%%

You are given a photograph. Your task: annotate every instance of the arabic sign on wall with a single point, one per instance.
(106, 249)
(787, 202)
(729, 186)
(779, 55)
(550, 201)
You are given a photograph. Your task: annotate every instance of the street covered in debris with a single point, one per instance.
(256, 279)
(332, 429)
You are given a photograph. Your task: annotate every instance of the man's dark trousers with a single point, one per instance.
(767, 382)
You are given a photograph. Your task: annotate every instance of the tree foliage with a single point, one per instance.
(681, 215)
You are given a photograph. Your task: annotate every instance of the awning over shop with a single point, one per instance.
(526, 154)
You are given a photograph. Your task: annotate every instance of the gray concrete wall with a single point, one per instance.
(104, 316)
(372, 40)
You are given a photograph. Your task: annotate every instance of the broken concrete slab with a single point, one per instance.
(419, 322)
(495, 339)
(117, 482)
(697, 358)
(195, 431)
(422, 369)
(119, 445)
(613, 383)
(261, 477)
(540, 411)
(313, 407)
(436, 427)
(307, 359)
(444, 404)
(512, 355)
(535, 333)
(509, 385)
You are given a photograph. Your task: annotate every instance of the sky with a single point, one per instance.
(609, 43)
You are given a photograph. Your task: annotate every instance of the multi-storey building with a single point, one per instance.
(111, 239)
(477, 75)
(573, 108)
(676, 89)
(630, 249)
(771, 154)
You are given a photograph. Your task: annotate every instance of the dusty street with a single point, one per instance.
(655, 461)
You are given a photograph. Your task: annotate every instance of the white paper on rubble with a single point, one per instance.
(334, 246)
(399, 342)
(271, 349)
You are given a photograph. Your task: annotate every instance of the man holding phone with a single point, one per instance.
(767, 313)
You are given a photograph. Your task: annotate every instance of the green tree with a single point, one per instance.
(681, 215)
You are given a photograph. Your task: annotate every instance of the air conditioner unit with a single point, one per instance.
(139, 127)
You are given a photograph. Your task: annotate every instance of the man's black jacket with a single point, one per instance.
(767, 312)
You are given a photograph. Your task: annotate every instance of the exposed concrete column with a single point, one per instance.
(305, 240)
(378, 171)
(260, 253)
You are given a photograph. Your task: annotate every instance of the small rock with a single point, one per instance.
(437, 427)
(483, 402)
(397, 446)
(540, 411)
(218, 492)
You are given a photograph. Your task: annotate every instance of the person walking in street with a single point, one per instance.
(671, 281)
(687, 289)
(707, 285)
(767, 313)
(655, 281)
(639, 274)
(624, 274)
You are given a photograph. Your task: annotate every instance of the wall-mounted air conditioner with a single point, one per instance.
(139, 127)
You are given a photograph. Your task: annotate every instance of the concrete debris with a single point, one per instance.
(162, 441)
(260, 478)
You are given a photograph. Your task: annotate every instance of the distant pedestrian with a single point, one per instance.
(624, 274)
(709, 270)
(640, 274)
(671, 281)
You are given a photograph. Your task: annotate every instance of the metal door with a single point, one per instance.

%%

TASK STATEMENT =>
Please rewrite the lines above as a Markdown table with two columns, Row and Line. Begin at the line that contains "of the person", continue through the final line, and leave out any blank lines.

RESULT OF THIS EXERCISE =>
| Row | Line |
|---|---|
| 1 | You are given a photograph. Your task: annotate every instance of the person walking in street with a single point, one per instance. |
| 2 | (671, 281) |
| 3 | (687, 289) |
| 4 | (707, 285) |
| 5 | (767, 313) |
| 6 | (655, 281) |
| 7 | (639, 274) |
| 8 | (624, 274) |
| 9 | You are given a photograph. Your task: annotate every instance of the wall-mounted air conditioner with a single point, one per instance. |
| 10 | (139, 127) |
| 11 | You are given a photograph. Your task: annotate every instance of the concrete debris with a single point, one per instance. |
| 12 | (162, 441) |
| 13 | (260, 478) |
| 14 | You are given a photograph. Your task: annotate every instance of the distant pedestrian with a single point, one per instance. |
| 15 | (624, 274) |
| 16 | (709, 270) |
| 17 | (640, 274) |
| 18 | (671, 281) |
| 19 | You are given a photograph. Your task: annotate every instance of the metal door with a single point, one per instance. |